■ **Task details**: The answer must be the full set of records, repeated exactly.

The input section start

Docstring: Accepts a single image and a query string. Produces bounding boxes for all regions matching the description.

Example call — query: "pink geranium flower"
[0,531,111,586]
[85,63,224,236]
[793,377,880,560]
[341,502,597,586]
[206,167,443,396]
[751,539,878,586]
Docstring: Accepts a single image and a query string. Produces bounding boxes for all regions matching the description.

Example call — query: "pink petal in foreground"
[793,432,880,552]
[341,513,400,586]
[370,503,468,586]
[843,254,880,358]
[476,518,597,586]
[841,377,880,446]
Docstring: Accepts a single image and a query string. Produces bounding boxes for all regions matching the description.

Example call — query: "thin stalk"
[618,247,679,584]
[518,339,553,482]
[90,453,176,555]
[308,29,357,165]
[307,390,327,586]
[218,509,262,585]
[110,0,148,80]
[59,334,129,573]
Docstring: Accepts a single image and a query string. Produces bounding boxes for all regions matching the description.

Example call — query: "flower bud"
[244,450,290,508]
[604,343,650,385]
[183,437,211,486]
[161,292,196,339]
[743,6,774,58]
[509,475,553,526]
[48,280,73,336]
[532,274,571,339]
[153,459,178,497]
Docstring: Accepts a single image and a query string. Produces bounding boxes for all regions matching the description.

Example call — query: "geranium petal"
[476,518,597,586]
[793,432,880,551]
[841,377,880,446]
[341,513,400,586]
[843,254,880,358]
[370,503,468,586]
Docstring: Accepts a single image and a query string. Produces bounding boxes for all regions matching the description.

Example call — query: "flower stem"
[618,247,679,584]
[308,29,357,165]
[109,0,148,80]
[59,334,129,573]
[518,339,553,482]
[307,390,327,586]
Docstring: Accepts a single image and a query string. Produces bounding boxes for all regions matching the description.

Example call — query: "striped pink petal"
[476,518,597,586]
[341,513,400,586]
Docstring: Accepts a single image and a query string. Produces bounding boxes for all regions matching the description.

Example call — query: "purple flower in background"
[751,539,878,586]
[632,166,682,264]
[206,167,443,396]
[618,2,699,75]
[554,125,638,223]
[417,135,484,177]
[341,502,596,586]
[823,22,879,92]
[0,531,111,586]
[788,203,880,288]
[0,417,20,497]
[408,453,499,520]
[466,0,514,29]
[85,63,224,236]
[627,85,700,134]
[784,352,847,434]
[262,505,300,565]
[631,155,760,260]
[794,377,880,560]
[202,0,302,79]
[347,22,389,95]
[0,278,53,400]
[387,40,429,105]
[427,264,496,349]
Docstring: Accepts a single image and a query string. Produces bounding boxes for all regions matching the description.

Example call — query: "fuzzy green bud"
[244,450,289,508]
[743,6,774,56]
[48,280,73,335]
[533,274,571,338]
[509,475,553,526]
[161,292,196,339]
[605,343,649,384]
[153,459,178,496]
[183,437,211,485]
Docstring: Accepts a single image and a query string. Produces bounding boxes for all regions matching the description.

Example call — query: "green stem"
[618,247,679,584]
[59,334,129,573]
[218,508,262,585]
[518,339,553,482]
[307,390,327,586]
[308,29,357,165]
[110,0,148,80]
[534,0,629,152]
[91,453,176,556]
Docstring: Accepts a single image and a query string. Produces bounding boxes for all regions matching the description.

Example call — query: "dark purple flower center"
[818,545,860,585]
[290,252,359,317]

The input section end

■ **Output for this task**:
Docstring: Accepts a single image and a query string. Produces bounding boxes for all regions matching the description.

Example call — query: "pink geranium flower"
[0,531,111,586]
[85,63,224,236]
[793,377,880,560]
[341,502,597,586]
[206,167,443,396]
[751,539,878,586]
Docstring: Accepts a single image and a query string. Produces bounding boxes for all regions matching the description.

Example call — query: "pink petal in foreground"
[793,432,880,552]
[341,513,400,586]
[370,503,468,586]
[843,254,880,358]
[476,518,597,586]
[841,377,880,446]
Docstring: Accepts a single image and a query string. Produces bounding boxes for all regions matching the description.

Example call — query: "thin stalk"
[618,247,679,584]
[518,339,553,482]
[90,453,176,555]
[308,29,357,165]
[307,390,327,586]
[218,509,262,585]
[110,0,148,80]
[59,334,129,573]
Docstring: Accepts a single image and a query string. Produces bounding boxes for all regions matching the description.

Example call — query: "flower bud"
[244,450,290,508]
[604,343,650,385]
[183,437,211,486]
[161,292,196,339]
[743,6,774,58]
[509,475,553,526]
[48,280,73,336]
[532,274,571,339]
[153,459,178,497]
Docstring: Accepts a single image and a query string. Produces bounding boxes for all regions matching the description.

Example call — query: "geranium petal"
[476,518,597,586]
[793,432,880,551]
[841,377,880,446]
[341,513,400,586]
[843,254,880,358]
[370,503,468,586]
Docstring: Accepts a single image and a query string. Produces bounding boxes for all regions matching the description.

Example call — query: "flower stem"
[618,247,679,584]
[308,29,357,165]
[109,0,148,80]
[59,334,129,573]
[518,339,553,482]
[307,390,327,586]
Docstring: Accepts a single image and a query string. Produces bounding boxes for all regions matching the description.

Example call — query: "striped pink petal"
[476,518,597,586]
[341,513,400,586]
Docstring: Accepts a single image and a query string. Produces bounding boxes for all regions matching the description.

Example call — query: "purple flower in background"
[751,539,878,586]
[632,166,682,264]
[206,167,443,396]
[618,2,699,75]
[554,125,638,223]
[417,135,484,177]
[341,502,596,586]
[823,22,879,92]
[0,531,111,586]
[788,203,880,288]
[0,417,20,497]
[408,453,499,520]
[466,0,514,29]
[85,63,224,236]
[627,85,700,134]
[784,352,847,434]
[262,505,300,565]
[631,155,760,260]
[794,377,880,560]
[202,0,302,79]
[347,22,389,95]
[0,278,53,400]
[387,40,429,105]
[427,264,496,349]
Docstring: Accepts a single image and a query string. Produces bounding boxes for all regions matching the description.

Example call — query: "fuzzy green bud"
[244,450,289,508]
[743,6,774,56]
[48,280,73,335]
[533,274,571,338]
[509,475,553,526]
[161,292,196,339]
[605,343,649,384]
[153,459,178,496]
[183,437,211,485]
Docstring: Accepts a single image and a query string. Produces bounding boxes for all regions matching the description.

Example call — query: "green stem"
[618,247,679,584]
[59,334,129,573]
[218,508,262,585]
[518,339,553,482]
[307,390,327,586]
[308,29,357,165]
[110,0,148,80]
[534,0,629,152]
[91,453,176,556]
Docstring: Accepts a single image and a query string. Produces bounding boxes for all regions matching the description.

Example call — query: "dark purple flower center"
[818,545,860,585]
[290,252,359,317]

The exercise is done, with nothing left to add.